What the task asks =>
Can you edit everything from the line containing "target: white background" down to the line containing "Give the mask of each instance of the white background.", swapping "white background" for "pale backdrop" and changing nothing else? Return only those lines.

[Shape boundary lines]
-*-

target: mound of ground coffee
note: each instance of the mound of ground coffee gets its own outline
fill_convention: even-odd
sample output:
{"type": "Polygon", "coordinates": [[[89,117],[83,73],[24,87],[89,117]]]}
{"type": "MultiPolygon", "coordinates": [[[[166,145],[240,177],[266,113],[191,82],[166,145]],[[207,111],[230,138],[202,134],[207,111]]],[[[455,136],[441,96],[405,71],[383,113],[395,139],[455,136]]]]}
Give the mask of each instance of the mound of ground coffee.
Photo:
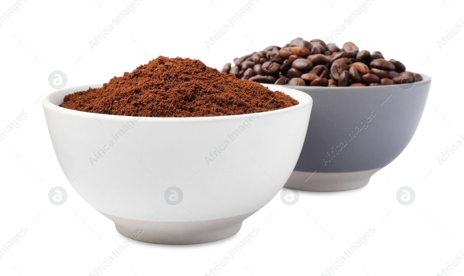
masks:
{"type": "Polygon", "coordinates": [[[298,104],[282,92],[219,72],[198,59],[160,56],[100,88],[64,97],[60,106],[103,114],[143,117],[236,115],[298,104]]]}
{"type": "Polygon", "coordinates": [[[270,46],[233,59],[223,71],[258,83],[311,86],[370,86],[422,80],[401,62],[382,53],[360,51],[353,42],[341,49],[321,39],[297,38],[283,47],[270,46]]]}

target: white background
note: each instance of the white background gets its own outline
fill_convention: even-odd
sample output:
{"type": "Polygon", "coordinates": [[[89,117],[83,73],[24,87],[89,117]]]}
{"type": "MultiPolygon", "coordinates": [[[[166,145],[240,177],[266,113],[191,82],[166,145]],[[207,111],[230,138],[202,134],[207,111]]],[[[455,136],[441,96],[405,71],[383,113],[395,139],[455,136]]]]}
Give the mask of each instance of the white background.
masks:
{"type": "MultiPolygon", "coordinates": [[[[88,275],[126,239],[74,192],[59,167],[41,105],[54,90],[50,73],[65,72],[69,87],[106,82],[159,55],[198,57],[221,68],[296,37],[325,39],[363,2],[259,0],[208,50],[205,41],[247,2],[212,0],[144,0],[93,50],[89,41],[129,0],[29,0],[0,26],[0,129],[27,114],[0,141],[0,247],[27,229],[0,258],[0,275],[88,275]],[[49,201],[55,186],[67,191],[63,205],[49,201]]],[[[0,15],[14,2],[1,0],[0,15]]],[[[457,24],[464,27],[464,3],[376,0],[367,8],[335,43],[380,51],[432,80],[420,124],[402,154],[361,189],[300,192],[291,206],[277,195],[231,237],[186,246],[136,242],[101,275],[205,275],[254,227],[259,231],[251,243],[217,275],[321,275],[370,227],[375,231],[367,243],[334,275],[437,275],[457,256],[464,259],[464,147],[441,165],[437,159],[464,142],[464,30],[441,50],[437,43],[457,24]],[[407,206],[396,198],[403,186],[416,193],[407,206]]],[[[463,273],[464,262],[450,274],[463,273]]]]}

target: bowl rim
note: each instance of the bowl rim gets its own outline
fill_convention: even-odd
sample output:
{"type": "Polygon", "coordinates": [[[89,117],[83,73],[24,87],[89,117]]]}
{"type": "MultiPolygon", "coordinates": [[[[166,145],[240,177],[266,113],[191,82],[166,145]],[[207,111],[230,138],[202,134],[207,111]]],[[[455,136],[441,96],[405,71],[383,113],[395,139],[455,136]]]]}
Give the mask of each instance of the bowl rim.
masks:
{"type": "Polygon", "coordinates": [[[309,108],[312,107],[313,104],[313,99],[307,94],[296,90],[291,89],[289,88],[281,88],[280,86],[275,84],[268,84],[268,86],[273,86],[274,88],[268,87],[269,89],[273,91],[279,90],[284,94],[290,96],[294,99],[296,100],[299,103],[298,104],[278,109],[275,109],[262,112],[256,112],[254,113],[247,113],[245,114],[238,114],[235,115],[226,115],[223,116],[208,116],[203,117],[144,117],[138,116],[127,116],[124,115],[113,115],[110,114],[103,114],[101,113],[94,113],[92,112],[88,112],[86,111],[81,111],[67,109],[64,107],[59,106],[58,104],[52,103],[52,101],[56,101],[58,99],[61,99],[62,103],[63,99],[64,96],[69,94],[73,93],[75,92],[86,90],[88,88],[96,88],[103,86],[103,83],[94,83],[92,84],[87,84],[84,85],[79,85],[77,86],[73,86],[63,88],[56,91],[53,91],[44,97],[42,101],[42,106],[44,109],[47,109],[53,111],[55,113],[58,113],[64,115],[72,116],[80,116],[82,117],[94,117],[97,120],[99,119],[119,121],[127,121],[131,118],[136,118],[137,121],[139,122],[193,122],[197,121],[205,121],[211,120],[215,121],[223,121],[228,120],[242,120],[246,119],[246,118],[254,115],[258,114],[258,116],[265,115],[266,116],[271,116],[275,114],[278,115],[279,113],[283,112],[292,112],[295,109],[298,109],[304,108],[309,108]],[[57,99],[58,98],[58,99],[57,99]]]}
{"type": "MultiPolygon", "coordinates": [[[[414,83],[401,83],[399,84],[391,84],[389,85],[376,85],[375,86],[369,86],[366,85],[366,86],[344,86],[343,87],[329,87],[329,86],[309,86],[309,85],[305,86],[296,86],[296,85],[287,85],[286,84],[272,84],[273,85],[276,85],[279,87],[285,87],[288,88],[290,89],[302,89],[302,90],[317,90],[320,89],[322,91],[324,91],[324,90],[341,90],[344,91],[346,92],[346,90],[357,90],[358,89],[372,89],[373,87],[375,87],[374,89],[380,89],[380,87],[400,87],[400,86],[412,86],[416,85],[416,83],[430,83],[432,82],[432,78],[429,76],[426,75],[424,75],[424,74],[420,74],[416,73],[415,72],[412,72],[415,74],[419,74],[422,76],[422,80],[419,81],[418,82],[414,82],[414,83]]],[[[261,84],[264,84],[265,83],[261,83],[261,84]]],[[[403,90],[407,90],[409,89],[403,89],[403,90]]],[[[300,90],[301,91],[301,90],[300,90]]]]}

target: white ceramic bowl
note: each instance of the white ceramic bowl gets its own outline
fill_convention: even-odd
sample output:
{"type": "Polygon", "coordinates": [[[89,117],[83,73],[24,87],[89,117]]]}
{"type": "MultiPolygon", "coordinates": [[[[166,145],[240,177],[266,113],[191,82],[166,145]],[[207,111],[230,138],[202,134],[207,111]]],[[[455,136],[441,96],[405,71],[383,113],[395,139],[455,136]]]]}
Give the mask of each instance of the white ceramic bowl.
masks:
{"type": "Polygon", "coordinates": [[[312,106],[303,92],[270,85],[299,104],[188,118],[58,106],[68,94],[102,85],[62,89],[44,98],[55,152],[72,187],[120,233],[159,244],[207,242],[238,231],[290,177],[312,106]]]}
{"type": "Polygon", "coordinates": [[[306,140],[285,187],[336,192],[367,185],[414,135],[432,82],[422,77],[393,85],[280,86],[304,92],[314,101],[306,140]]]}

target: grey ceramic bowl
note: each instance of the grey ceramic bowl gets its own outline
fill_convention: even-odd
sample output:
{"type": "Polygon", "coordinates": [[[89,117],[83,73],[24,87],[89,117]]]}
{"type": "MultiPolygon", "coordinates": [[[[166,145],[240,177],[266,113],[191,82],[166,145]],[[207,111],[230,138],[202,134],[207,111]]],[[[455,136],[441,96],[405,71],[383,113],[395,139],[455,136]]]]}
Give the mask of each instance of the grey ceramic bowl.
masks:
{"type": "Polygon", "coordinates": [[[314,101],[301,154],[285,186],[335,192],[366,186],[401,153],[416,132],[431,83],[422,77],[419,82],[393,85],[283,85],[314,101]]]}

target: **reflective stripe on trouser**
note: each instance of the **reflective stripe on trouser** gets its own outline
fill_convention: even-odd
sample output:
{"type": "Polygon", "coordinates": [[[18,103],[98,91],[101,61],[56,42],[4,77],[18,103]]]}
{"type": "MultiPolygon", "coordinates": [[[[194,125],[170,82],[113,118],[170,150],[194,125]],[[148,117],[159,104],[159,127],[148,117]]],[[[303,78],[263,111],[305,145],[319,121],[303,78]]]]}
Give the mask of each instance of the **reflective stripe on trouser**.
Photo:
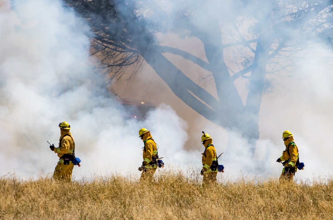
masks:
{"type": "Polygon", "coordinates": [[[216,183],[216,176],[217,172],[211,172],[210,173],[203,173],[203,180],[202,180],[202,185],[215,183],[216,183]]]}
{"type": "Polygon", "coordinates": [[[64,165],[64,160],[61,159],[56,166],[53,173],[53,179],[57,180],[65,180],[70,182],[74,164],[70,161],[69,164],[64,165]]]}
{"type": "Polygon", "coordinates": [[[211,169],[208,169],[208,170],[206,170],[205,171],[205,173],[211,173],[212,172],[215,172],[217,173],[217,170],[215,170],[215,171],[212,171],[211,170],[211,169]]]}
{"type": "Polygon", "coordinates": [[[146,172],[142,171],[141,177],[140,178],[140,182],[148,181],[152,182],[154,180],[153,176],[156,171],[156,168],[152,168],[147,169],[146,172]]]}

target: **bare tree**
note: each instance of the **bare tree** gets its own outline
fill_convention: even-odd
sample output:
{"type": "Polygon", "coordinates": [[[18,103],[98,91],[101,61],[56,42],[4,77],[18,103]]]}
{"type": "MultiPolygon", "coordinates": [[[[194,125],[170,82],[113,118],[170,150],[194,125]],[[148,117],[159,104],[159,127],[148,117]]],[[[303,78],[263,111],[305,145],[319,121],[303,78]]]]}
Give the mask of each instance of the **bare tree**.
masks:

-*-

The result =>
target: pale backdrop
note: each instance of the pale backdrop gets its own outline
fill_convention: even-odd
sample output:
{"type": "Polygon", "coordinates": [[[89,117],[83,73],[24,87],[89,117]]]}
{"type": "MultiPolygon", "coordinates": [[[[166,145],[240,177],[266,113],[191,82],[166,145]],[[207,111],[230,138],[202,134],[207,111]]],[[[455,136],[441,96],[405,71],[383,113],[395,139],[455,136]]]]}
Give the mask of each instance of the pale backdrop.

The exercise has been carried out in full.